Your objective: Output the listing word for word, minus pictures.

Records:
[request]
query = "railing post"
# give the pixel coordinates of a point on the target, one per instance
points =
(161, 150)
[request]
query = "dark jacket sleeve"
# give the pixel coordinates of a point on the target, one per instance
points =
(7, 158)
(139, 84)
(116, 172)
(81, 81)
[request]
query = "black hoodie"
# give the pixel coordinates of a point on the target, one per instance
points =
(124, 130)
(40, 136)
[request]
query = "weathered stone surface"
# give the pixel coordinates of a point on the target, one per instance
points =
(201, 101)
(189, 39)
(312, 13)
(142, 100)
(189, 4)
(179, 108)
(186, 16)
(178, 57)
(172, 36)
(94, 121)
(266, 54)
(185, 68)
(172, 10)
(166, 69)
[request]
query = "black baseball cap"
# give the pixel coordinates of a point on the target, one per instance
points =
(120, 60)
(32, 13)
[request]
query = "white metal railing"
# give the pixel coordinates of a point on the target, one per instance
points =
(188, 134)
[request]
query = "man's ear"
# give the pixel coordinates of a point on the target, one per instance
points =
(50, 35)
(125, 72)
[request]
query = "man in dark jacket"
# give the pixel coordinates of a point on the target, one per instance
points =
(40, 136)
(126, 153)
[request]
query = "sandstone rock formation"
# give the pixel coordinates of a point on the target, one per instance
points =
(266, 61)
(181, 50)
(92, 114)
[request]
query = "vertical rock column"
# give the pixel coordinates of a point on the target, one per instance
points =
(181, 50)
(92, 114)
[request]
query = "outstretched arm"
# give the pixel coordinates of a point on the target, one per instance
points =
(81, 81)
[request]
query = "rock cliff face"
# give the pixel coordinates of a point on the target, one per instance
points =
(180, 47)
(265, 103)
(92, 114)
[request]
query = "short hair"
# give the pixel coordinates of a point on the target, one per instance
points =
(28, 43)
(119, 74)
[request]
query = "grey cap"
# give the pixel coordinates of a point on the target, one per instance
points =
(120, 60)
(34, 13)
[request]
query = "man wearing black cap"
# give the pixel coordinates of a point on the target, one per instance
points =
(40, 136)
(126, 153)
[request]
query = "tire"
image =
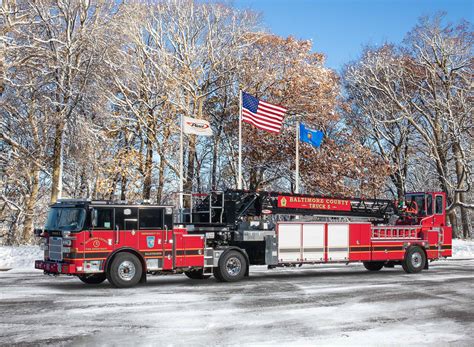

Your solution:
[request]
query = "railing post"
# give the pixel coordinates of a point on the target, one per instance
points =
(161, 150)
[request]
query = "dark jacket sleeve"
# give the pixel coordinates of a point on the target, one per instance
points =
(7, 158)
(139, 84)
(116, 172)
(81, 81)
[request]
query = "black hoodie"
# give the pixel coordinates of a point on the target, one per instance
points =
(124, 130)
(40, 136)
[request]
query = "weathered stone surface"
# give the pixel coordinates of a point on the target, one per instance
points =
(201, 101)
(189, 39)
(312, 13)
(142, 100)
(189, 4)
(179, 108)
(186, 16)
(178, 57)
(172, 36)
(94, 121)
(266, 54)
(185, 68)
(172, 10)
(166, 69)
[request]
query = "black baseball cap"
# give the pixel coordinates of a point on the target, one per instance
points =
(120, 60)
(32, 13)
[request]
query = "white metal railing"
# give the pixel coordinates of a point on the target, one per instance
points =
(188, 134)
[request]
query = "man's ear"
# give the pixel coordinates of a point on the target, one per instance
points =
(50, 35)
(125, 72)
[request]
query = "man in dark jacket"
# give the pixel coordinates of a point on the target, one per instance
points =
(40, 136)
(126, 153)
[request]
query = "sandstone rock formation"
# give the pixel coordinates of a point on the target, one per instance
points =
(266, 61)
(181, 50)
(92, 114)
[request]
query = "vertical rock column"
# give the pixel coordinates of a point on the target, one per instance
points =
(181, 50)
(92, 114)
[request]
query = "outstretched arm"
# give the pixel coordinates of a point on the target, one per instance
points =
(81, 81)
[request]
query = "rock cliff face"
# give the pixel coordinates of a point on the target, one per instance
points =
(180, 47)
(265, 103)
(92, 114)
[request]
query = "short hair"
# give the pixel coordinates of a point on the target, one per instance
points =
(28, 43)
(119, 74)
[request]
query = "grey cap"
# give the pixel coordinates of a point on the target, one per instance
points =
(120, 60)
(34, 13)
[request]
query = "man wearing black cap"
# give the pixel coordinates of a point on the target, one per instance
points =
(40, 136)
(126, 153)
[request]
query = "tire"
image =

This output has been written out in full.